Exercise aim »
Answer with nothing but the number of lines in the listing below that contain "japanese".

Information shown »
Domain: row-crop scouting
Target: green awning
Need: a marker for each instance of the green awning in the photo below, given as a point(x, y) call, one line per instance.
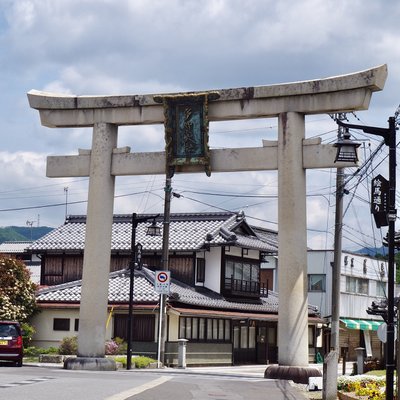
point(361, 324)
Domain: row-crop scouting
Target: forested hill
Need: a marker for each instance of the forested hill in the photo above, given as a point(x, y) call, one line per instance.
point(22, 233)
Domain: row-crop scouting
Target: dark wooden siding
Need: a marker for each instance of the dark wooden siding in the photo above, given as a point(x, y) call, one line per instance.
point(143, 326)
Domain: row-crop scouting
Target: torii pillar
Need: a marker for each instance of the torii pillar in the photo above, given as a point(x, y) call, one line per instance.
point(291, 155)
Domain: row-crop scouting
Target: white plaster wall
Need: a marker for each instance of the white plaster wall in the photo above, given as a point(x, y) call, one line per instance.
point(213, 269)
point(45, 336)
point(319, 263)
point(351, 305)
point(173, 327)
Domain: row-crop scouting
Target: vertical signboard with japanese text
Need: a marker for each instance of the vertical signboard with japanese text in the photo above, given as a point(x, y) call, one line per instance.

Answer to this exercise »
2